Given information below:
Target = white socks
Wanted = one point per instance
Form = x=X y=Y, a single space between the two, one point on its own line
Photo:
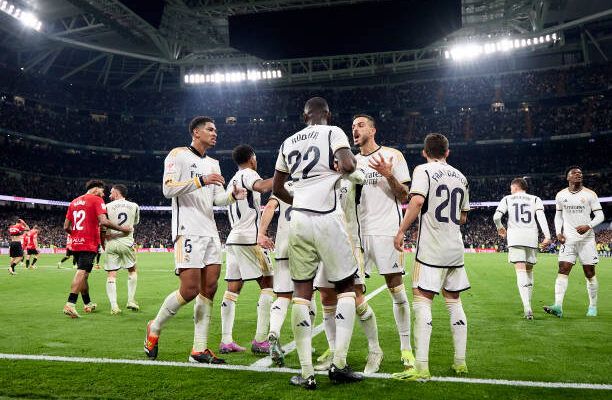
x=202 y=311
x=592 y=287
x=278 y=313
x=263 y=314
x=458 y=323
x=300 y=321
x=422 y=331
x=111 y=292
x=560 y=288
x=132 y=281
x=228 y=312
x=524 y=282
x=401 y=312
x=367 y=318
x=345 y=320
x=329 y=324
x=169 y=308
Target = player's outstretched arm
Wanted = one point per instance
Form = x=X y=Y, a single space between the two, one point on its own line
x=346 y=160
x=263 y=185
x=278 y=186
x=104 y=221
x=266 y=217
x=412 y=213
x=559 y=226
x=385 y=168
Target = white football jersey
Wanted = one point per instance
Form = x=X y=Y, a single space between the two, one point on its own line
x=380 y=213
x=123 y=212
x=192 y=202
x=282 y=226
x=446 y=195
x=244 y=214
x=308 y=156
x=576 y=210
x=522 y=223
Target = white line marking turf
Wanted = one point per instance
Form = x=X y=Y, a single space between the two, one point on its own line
x=290 y=347
x=502 y=382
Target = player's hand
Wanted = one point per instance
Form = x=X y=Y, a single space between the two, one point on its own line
x=582 y=229
x=214 y=179
x=398 y=242
x=265 y=241
x=239 y=193
x=382 y=166
x=561 y=238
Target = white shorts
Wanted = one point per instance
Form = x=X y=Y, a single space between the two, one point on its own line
x=282 y=277
x=321 y=280
x=119 y=255
x=380 y=251
x=585 y=250
x=434 y=279
x=196 y=251
x=246 y=263
x=315 y=238
x=524 y=254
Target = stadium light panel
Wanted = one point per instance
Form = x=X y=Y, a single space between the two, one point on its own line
x=25 y=17
x=471 y=51
x=232 y=76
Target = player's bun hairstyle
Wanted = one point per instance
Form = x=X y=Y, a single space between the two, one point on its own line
x=436 y=145
x=197 y=121
x=94 y=183
x=571 y=168
x=121 y=189
x=366 y=116
x=520 y=182
x=242 y=153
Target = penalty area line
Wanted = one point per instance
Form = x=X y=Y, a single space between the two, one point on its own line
x=291 y=346
x=250 y=368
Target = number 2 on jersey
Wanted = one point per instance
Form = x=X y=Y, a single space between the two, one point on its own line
x=78 y=217
x=298 y=157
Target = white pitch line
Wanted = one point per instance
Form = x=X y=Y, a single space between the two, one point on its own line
x=290 y=347
x=250 y=368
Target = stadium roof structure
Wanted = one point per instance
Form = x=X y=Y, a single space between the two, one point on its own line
x=120 y=44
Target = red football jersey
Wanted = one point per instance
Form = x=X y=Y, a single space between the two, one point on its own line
x=17 y=229
x=31 y=237
x=83 y=214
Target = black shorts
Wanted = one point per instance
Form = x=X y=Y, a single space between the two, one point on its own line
x=84 y=259
x=15 y=250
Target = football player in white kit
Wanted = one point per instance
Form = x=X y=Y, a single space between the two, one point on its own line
x=193 y=181
x=574 y=228
x=283 y=285
x=379 y=204
x=318 y=233
x=365 y=313
x=119 y=248
x=245 y=259
x=523 y=210
x=440 y=200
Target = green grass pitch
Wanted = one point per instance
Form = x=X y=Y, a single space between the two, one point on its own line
x=501 y=344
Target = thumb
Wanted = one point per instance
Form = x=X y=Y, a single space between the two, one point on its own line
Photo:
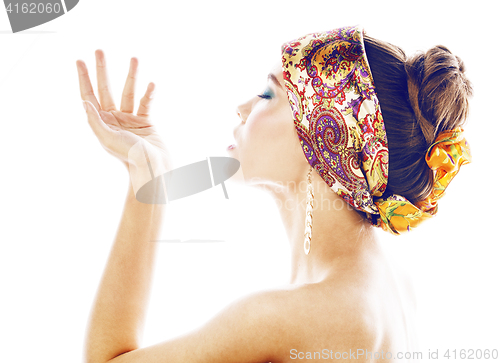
x=101 y=130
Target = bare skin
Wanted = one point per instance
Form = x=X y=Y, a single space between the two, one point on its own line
x=343 y=296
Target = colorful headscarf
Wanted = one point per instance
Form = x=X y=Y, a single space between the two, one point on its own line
x=339 y=122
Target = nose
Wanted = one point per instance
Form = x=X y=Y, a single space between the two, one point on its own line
x=238 y=112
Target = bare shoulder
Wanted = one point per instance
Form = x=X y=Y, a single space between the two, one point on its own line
x=338 y=315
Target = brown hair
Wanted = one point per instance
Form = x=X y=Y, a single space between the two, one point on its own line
x=420 y=96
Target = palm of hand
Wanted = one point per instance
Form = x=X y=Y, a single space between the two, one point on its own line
x=122 y=132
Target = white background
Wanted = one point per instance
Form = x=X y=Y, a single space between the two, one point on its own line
x=62 y=194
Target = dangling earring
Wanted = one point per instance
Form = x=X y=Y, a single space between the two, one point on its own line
x=309 y=210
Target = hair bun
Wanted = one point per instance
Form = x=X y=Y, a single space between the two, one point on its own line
x=438 y=90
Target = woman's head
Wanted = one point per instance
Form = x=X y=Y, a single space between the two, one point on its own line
x=266 y=141
x=420 y=96
x=355 y=104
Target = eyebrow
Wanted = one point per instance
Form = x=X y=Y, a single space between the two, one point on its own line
x=274 y=79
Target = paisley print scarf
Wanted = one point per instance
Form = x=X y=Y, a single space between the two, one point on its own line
x=339 y=122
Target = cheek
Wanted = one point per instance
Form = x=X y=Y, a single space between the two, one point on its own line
x=271 y=139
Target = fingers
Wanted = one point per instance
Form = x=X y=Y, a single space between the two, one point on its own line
x=86 y=91
x=145 y=104
x=107 y=103
x=101 y=130
x=127 y=104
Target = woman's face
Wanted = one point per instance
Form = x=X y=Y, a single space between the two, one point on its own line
x=267 y=144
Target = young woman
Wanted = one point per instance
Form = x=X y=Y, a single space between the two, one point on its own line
x=382 y=133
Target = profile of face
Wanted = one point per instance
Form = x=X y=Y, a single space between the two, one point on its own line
x=267 y=144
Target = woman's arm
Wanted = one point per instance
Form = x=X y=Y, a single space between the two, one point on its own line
x=118 y=313
x=254 y=329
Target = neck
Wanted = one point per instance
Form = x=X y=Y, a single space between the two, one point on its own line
x=341 y=237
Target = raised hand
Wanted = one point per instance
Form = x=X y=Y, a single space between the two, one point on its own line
x=131 y=138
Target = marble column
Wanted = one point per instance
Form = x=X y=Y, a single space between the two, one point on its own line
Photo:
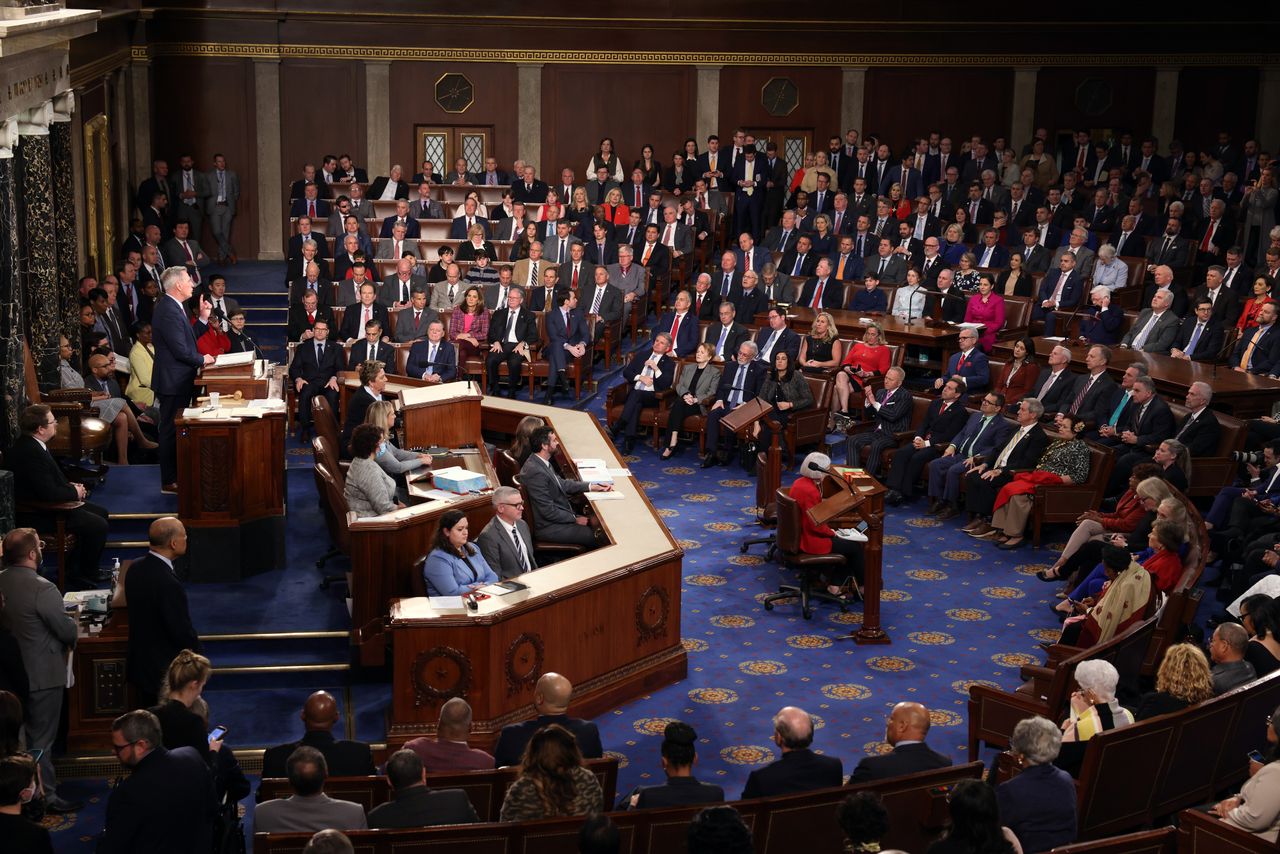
x=68 y=240
x=1267 y=128
x=529 y=118
x=853 y=86
x=378 y=129
x=707 y=117
x=1022 y=114
x=270 y=195
x=37 y=233
x=1165 y=109
x=12 y=389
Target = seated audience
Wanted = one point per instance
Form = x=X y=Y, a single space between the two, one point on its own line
x=448 y=750
x=168 y=794
x=551 y=702
x=976 y=826
x=1226 y=648
x=799 y=768
x=1038 y=804
x=412 y=803
x=679 y=754
x=455 y=566
x=309 y=808
x=1093 y=709
x=552 y=780
x=369 y=489
x=342 y=757
x=1182 y=680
End of Given information.
◆ What you have to do ◆
What you return should match the material word for word, apart from the pictures.

◆ Expected answer ◆
Target = white socks
Wanted = one point per instance
Form = x=X y=Y, a single space between the two, one point on its own line
Photo:
x=202 y=311
x=592 y=287
x=278 y=313
x=263 y=314
x=458 y=323
x=300 y=321
x=422 y=331
x=111 y=292
x=560 y=288
x=132 y=281
x=228 y=312
x=524 y=282
x=401 y=312
x=367 y=318
x=345 y=320
x=329 y=324
x=169 y=308
Target = player's outstretched arm
Wanted = one point per instance
Form = x=X y=Y, a single space between the two, one point on its own line
x=346 y=160
x=263 y=185
x=278 y=186
x=104 y=221
x=266 y=217
x=412 y=213
x=559 y=226
x=385 y=168
Target = white football jersey
Wanted = one point per instance
Form = x=X y=Y, a single space between the two, one point on its own line
x=380 y=213
x=123 y=212
x=192 y=202
x=282 y=226
x=446 y=195
x=244 y=214
x=308 y=156
x=576 y=210
x=522 y=223
Target = white line marking turf
Wanted = one point per instance
Form = x=X y=Y, a single space between the two, one point on its own line
x=290 y=347
x=502 y=382
Target = player's hand
Wanted = one point per instance
Form = x=X y=Y, a single space between the two, one point on its own line
x=582 y=229
x=214 y=179
x=398 y=242
x=265 y=241
x=239 y=193
x=382 y=166
x=561 y=238
Target = white shorts
Wanted = one point per instance
Form = x=X y=Y, a single space between the two, one point on its own line
x=282 y=277
x=321 y=280
x=119 y=255
x=380 y=251
x=585 y=250
x=434 y=279
x=196 y=251
x=246 y=263
x=315 y=238
x=524 y=254
Target = stadium light panel
Wanted = one point per instance
Form = x=X y=Y, a single space between the two, one point on its own line
x=25 y=17
x=471 y=51
x=232 y=76
Target = player's bun hairstyle
Wanted = one point per instance
Form = x=X y=Y, a single space between the two, one point on its own line
x=436 y=145
x=197 y=121
x=94 y=183
x=571 y=168
x=121 y=189
x=366 y=116
x=520 y=182
x=242 y=153
Target = penalty area line
Wanted = one point per instance
Form = x=X y=Y, a single space between the two, one point on its own line
x=291 y=346
x=250 y=368
Target = number 2 on jersey
Wanted = one point per instance
Form = x=X y=Y, a single space between the two, one point on its own line
x=78 y=217
x=298 y=157
Target = white pitch line
Wanted = one point per instance
Form = x=X y=Y, a single space between the two, one point on its own line
x=290 y=347
x=250 y=368
Target = stadium roof structure
Wanted = one point per instance
Form = x=X y=Y, a single space between the two, one point on its own line
x=120 y=44
Target = red football jersey
Wanted = one point per instance
Form = x=X y=Y, a single space between the two, one point on its own line
x=17 y=229
x=31 y=237
x=83 y=214
Target = black shorts
Wanted = one point per instance
Form = x=X y=Y, a single space between the two, one point on its own line
x=84 y=259
x=15 y=250
Target = football player in white kit
Wanted = one point per instance
Form = x=X y=Y, a single space between the two, one point on its own line
x=193 y=181
x=574 y=228
x=283 y=285
x=379 y=204
x=318 y=233
x=365 y=313
x=119 y=248
x=245 y=259
x=523 y=210
x=440 y=200
Target = green grass pitch
Wanted = one point per instance
Form = x=X y=Y, a single space between the two, one point on its own line
x=501 y=344
Target = thumb
Wanted = one point per instance
Form = x=X y=Y, a single space between the two, one point on its own line
Photo:
x=101 y=130
Target = bare skin
Wanted = one point per instance
Form = x=X y=Y, a single space between the two, one point on its own line
x=343 y=296
Target = colorful headscarf
Wanted = one point per instance
Form = x=X y=Y, a single space between the two, one point on its own line
x=339 y=122
Target = nose
Wanted = one point per instance
Form = x=X y=Y, a single space between the two, one point on its own line
x=238 y=112
Target = bare shoulder
Wanted = one point per instance
Form = x=X y=Y, a single space between the two, one point on its own line
x=338 y=315
Target = brown hair
Wanted = one point per instance
Form = x=X y=Y, a single space between the two, one point on its own line
x=420 y=96
Target = palm of hand
Wanted = one point per instance
Form = x=X y=Y, a single space between the two, one point on its own line
x=122 y=132
Target = white background
Wanted = one point per instance
Form = x=X y=Y, a single space between the two, one point on its own line
x=62 y=194
Target = dangling earring
Wanted = one point per instance
Form = x=X y=Y, a single space between the two, one point on its own line
x=309 y=210
Target = hair bun
Wanted = one point per instance
Form = x=X y=Y, a single space between the two, one point on its own line
x=438 y=90
Target = woman's head
Wanted = one point per instance
Form = x=X y=Y, a single space between the two, one point on its own line
x=266 y=141
x=420 y=96
x=355 y=104
Target = eyebrow
Wanted = one point per instance
Form = x=X y=Y, a single space between the two, one point on its own line
x=274 y=79
Target = paisley print scarf
Wanted = one point per instance
Form = x=X y=Y, a single space between the two, one point on its own line
x=339 y=122
Target = cheek
Wanted = one point per instance
Form = x=X y=Y, a single space between the two, one point on its own line
x=271 y=139
Target = fingers
Wanted = one point per instance
Form = x=X y=Y, a single space between the two, one point on its own line
x=86 y=91
x=145 y=104
x=107 y=103
x=101 y=130
x=127 y=104
Target = woman's face
Wanted = one point per instance
Form = x=X y=Y, a single space between the two, one point on its own line
x=267 y=144
Target = young woman
Wanted = one point per instance
Form = x=X y=Y, a single space between the two, one point on its own line
x=382 y=133
Target = profile of face
Wanted = one point per instance
Form = x=X y=Y, a single space between the two, one point on its own line
x=267 y=144
Target = woman's arm
Wanted = one point per instance
Form = x=X y=Y, a single space between the two, one point on its own line
x=118 y=313
x=254 y=329
Target = neck
Wanted = one point per instance
Form = x=X y=Y, a single space between the two, one point on its own line
x=341 y=237
Target = raised hand
Wanted = one point per instance
Form = x=X y=Y, a single space between the two, one point on its own line
x=131 y=138
Target = marble column
Wanted = one point per instance
Form = x=X y=Y, a single space between the two, one point on its own line
Photo:
x=68 y=240
x=1267 y=128
x=529 y=118
x=853 y=86
x=378 y=129
x=707 y=117
x=1022 y=114
x=270 y=195
x=37 y=233
x=1165 y=109
x=12 y=389
Target = seated audience
Wanted = one point per instance
Form = x=X y=Y, a single space between the two, one point on its own line
x=448 y=750
x=168 y=794
x=551 y=702
x=976 y=826
x=1226 y=648
x=799 y=768
x=1038 y=804
x=412 y=803
x=679 y=754
x=455 y=566
x=309 y=808
x=1093 y=709
x=552 y=780
x=369 y=489
x=342 y=757
x=1182 y=680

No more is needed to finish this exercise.